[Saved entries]
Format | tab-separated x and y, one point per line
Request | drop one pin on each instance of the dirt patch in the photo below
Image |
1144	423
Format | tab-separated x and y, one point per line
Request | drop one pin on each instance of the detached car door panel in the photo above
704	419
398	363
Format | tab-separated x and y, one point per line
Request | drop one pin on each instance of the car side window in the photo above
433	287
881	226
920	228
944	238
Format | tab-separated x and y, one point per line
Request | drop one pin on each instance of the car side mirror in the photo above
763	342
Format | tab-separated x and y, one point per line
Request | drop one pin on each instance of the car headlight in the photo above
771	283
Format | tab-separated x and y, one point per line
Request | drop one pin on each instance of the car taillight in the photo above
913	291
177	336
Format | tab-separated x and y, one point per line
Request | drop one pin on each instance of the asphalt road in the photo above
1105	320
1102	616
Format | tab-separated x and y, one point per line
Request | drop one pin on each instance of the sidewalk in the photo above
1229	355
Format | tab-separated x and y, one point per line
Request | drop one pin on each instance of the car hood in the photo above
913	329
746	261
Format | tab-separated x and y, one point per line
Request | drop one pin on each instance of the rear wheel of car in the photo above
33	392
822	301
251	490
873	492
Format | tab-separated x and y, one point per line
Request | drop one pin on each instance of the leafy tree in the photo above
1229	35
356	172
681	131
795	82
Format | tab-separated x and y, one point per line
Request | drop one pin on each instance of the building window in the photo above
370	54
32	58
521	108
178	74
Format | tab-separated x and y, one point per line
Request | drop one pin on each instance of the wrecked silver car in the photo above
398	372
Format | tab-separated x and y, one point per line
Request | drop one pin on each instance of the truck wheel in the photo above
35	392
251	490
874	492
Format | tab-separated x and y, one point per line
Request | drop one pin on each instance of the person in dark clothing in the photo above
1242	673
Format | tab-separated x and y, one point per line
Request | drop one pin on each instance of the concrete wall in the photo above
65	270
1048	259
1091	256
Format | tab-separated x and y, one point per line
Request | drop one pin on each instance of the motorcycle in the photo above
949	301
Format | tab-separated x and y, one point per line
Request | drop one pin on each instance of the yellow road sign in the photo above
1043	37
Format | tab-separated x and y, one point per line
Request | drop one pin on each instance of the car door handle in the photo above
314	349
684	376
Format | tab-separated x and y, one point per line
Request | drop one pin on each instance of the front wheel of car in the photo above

# [How to complete this task]
For this exercise, transcribe all the records exactly.

# [Response to the exercise]
Format | tab-separated x and y, one point per line
Request | drop one pin on each instance of the dirt patch in the photo below
Image |
1144	423
Format | tab-separated x and y, one point per line
Request | drop one pin on each instance of the detached car door panel in the photo above
704	419
398	363
Format | tab-separated x and y, one point per line
Request | drop one pin on each instance of the car side window in the photo above
433	287
881	226
920	228
944	238
Format | tab-separated x and y, one point per line
Request | drop one pin on each instance of the car side mirror in the photo above
763	342
Format | tab-separated x and y, one point per line
Request | drop one pin on each instance of the car headlight in the photo above
771	283
Format | tab-separated x and y, one point per line
Request | drop one pin on each instance of the car taillight in the photo above
913	291
177	336
Format | tab-separated x and y, one point per line
Request | drop one pin on each instance of the asphalt road in the photo above
1105	320
1102	616
Format | tab-separated x and y, one point per line
Request | drop one pin on each instance of the sidewalk in the photo above
1229	355
Format | tab-separated x and y, one point per line
Request | drop one pin on each instance of the car hood in the photo above
913	329
746	261
Format | tab-separated x and y, one point per line
Request | drop one pin on each instance of the rear wheel of car in the photo above
33	392
822	301
251	490
873	492
Format | tab-separated x and y, one point per line
Request | drop one pin on each instance of the leafy tree in the photo above
1229	35
356	172
681	131
795	82
Format | tab-separated x and y, one point per line
Request | drop one pin on each instance of the building window in the photo above
370	54
32	58
521	108
178	74
Format | tab-separated x and y, one point per line
Request | drop one pin on each instance of the wrecked silver car in the photo above
398	372
Format | tab-separated x and y, one point per line
Request | drop one pin on each instance of the truck wheel in the photo above
35	392
251	490
874	492
Format | tab-separated x and y, one point per line
Request | drop one pin on each instance of the person in dark clothing in the photo above
1242	673
Format | tab-separated x and y, one point per line
Request | drop one pin on each instance of the concrete wall in the photo above
65	270
1048	259
1091	256
Format | tab-separated x and y, one point per line
Request | drop one pin on each instance of the motorcycle in the photo above
949	301
Format | tab-separated x and y, one point per line
Request | drop one pin on each instance of the yellow road sign in the photo above
1043	37
Format | tab-separated x and y, one point per line
Request | drop one pin on each instance of the car door handle in the photo above
314	349
684	376
Format | tab-separated x and y, one point per line
Request | drop one pin on each instance of the front wheel of car in the photo above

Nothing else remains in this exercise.